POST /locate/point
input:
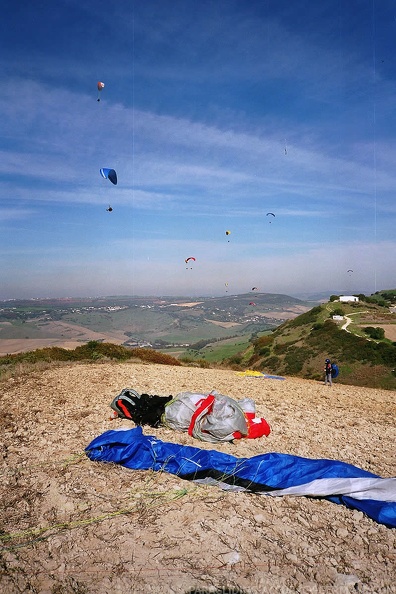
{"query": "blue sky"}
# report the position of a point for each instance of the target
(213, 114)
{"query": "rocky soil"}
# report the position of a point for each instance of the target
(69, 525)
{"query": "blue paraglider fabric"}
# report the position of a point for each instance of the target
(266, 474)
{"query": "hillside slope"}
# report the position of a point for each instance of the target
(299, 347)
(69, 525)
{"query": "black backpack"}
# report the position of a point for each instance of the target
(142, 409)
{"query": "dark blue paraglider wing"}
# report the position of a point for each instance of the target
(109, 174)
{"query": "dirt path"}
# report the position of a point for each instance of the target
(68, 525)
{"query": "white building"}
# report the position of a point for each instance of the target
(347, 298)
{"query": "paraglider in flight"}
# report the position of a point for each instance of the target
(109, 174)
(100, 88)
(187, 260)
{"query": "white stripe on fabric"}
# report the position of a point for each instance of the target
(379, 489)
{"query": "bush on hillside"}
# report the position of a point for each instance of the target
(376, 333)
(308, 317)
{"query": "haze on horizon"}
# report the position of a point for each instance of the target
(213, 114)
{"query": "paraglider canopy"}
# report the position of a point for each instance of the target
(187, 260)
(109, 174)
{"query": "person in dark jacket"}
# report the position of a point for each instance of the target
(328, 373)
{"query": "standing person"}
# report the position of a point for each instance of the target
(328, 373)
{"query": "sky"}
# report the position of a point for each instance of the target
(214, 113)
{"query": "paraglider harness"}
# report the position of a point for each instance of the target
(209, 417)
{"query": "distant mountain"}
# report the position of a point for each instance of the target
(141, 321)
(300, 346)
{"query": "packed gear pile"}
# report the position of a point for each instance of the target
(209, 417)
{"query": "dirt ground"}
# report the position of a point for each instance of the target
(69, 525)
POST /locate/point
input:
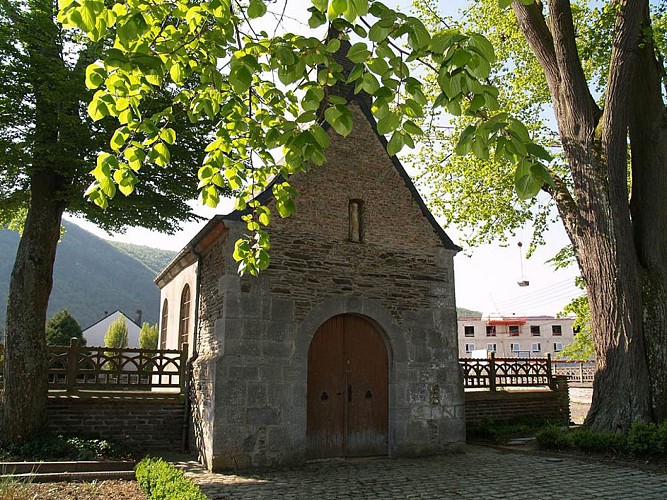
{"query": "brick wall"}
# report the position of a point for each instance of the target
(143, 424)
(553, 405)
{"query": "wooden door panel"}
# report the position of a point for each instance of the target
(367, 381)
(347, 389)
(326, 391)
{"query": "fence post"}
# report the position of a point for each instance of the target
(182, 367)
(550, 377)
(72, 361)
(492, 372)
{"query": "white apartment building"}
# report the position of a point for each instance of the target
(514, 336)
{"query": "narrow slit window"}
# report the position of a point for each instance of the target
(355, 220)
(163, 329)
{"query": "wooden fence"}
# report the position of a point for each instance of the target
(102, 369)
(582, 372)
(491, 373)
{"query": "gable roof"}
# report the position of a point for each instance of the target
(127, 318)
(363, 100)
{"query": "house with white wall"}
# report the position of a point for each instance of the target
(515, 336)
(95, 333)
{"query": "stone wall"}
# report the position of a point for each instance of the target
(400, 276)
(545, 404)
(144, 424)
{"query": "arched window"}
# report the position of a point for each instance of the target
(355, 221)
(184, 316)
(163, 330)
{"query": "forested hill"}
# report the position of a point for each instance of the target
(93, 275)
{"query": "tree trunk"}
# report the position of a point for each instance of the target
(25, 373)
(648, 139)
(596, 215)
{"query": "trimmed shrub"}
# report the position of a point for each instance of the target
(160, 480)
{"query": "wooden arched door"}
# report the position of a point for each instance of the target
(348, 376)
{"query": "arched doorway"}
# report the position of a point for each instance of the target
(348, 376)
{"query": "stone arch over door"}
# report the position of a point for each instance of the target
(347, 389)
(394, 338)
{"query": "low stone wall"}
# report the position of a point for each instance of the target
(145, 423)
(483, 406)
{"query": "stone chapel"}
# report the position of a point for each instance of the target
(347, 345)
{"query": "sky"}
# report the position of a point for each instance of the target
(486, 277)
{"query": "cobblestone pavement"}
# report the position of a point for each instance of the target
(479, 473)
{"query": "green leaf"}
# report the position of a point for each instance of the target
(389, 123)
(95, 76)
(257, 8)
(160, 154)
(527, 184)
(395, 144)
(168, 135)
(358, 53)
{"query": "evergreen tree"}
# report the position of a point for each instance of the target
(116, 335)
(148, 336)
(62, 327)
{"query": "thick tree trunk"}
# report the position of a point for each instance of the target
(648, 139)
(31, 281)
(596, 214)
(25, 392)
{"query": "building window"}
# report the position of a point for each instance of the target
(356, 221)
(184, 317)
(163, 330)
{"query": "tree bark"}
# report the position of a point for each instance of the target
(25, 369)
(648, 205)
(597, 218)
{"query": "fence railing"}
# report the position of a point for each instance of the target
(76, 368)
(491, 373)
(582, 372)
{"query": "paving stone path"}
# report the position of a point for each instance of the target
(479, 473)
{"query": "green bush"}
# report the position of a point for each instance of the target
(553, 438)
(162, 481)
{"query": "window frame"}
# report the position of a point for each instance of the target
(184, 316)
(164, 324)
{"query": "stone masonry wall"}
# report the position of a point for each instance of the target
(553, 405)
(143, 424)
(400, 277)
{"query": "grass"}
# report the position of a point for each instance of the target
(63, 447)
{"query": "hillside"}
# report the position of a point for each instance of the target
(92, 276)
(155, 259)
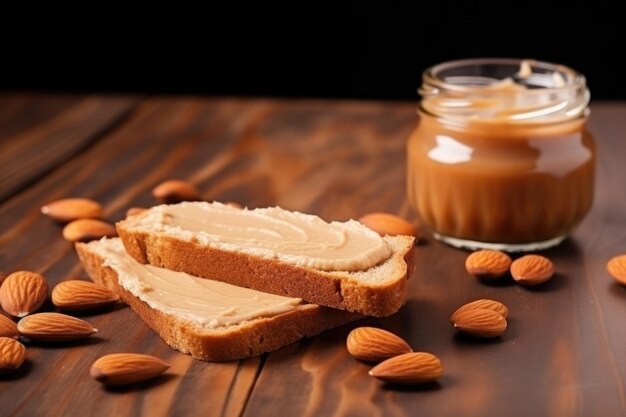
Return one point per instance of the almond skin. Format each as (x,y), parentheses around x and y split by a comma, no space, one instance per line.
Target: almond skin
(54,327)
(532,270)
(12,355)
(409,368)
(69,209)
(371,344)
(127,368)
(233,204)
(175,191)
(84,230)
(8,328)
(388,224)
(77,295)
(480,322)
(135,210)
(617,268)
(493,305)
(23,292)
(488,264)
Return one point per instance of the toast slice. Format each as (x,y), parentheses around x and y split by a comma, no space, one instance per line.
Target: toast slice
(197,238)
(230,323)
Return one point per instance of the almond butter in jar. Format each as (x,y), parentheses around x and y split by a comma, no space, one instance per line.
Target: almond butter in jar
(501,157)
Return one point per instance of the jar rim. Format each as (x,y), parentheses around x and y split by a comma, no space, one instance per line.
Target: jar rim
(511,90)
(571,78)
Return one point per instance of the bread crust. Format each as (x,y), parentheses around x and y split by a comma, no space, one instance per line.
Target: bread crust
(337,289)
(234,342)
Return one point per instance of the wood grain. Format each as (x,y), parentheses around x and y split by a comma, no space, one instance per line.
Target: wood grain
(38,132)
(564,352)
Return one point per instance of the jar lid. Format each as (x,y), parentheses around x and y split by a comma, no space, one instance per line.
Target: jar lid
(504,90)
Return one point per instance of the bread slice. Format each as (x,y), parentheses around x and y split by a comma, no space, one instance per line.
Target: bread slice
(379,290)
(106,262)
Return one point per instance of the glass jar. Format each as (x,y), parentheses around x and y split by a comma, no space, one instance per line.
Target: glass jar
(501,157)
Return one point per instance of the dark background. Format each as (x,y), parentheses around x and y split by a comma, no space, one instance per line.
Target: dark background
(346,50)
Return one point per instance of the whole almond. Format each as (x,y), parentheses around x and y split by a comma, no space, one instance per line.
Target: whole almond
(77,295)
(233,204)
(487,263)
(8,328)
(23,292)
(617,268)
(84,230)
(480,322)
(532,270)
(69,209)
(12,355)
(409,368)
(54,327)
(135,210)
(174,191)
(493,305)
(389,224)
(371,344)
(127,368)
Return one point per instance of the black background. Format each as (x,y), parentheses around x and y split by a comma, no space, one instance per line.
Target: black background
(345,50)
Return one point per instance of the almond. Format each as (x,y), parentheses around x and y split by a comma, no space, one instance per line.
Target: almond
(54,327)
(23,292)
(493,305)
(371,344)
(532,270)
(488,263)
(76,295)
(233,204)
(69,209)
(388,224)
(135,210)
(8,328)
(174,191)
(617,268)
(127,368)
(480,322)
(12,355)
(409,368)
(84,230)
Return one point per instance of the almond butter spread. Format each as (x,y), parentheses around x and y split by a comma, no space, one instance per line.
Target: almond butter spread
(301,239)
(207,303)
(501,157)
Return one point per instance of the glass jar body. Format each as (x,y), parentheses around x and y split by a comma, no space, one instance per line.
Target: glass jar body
#####
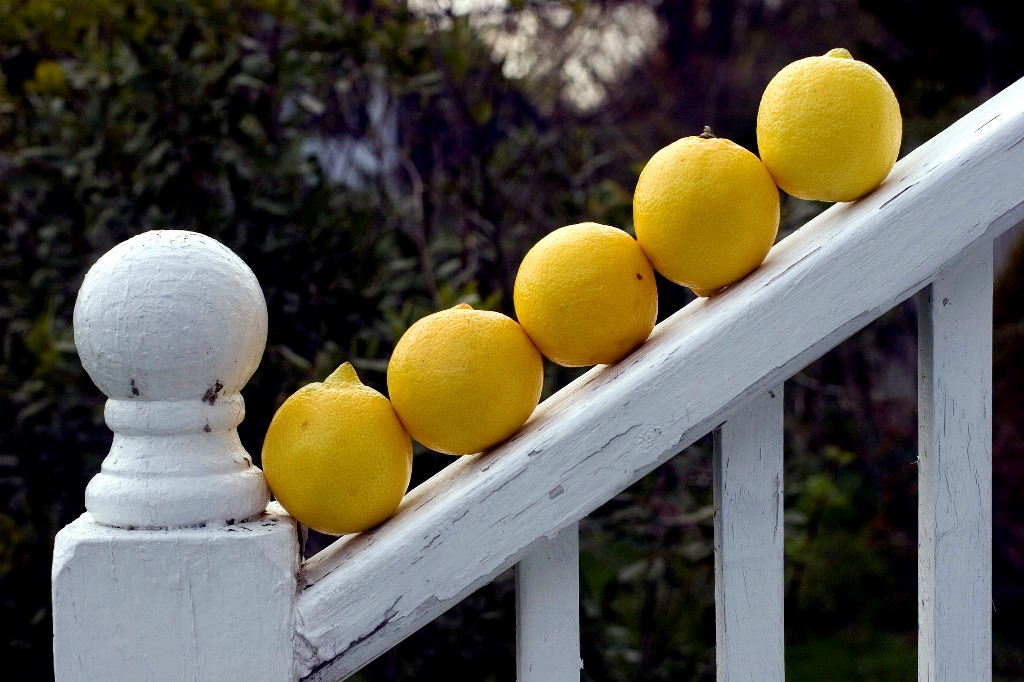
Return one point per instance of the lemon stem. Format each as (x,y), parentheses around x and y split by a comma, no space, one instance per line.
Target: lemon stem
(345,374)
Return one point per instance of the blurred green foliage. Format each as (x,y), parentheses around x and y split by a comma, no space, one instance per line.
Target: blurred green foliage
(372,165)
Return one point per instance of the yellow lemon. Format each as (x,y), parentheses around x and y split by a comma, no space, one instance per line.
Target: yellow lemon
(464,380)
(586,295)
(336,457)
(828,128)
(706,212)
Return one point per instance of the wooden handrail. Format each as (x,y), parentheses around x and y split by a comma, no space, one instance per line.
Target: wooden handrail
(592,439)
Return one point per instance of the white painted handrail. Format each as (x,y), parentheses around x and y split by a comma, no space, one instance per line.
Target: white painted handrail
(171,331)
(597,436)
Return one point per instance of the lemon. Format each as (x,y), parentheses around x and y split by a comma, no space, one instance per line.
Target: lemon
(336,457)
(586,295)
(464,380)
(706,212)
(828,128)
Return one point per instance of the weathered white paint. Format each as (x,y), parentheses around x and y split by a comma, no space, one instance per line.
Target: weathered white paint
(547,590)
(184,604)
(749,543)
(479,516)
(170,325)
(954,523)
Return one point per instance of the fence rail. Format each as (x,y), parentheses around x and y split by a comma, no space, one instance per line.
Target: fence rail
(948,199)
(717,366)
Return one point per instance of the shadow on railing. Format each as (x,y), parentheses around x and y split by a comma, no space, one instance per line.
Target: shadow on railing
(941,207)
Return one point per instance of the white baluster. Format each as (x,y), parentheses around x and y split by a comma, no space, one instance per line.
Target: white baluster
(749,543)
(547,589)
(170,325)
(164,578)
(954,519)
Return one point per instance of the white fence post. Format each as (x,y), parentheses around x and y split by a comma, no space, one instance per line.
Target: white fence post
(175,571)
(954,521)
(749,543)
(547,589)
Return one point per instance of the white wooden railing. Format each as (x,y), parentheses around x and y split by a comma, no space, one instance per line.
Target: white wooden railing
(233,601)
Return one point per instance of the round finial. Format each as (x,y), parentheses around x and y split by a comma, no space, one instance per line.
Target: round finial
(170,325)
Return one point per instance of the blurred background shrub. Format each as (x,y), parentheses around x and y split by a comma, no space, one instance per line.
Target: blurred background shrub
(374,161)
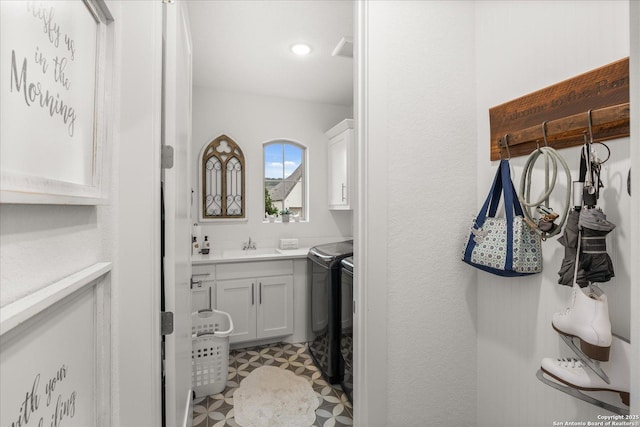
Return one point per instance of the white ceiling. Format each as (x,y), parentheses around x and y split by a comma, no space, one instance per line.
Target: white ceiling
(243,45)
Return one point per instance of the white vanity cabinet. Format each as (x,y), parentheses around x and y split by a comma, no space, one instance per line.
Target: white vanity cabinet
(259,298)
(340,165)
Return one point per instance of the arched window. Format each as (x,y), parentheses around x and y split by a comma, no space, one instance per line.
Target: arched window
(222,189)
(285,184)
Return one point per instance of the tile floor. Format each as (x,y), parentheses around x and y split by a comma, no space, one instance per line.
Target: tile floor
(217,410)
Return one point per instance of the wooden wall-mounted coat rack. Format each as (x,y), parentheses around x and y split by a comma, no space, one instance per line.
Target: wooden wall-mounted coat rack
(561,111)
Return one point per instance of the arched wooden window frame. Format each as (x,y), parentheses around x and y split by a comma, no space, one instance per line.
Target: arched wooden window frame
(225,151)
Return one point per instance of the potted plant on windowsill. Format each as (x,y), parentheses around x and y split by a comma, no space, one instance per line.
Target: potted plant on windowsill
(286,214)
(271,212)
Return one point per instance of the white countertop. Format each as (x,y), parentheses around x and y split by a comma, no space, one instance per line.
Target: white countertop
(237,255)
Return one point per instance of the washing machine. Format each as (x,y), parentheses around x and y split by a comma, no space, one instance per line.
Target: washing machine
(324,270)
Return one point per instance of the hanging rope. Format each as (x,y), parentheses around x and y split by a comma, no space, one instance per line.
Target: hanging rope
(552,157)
#####
#### Work request:
Throughout the records, the word "person" shows up on certain lines. Report how many lines, with only the number.

#### Your solution:
2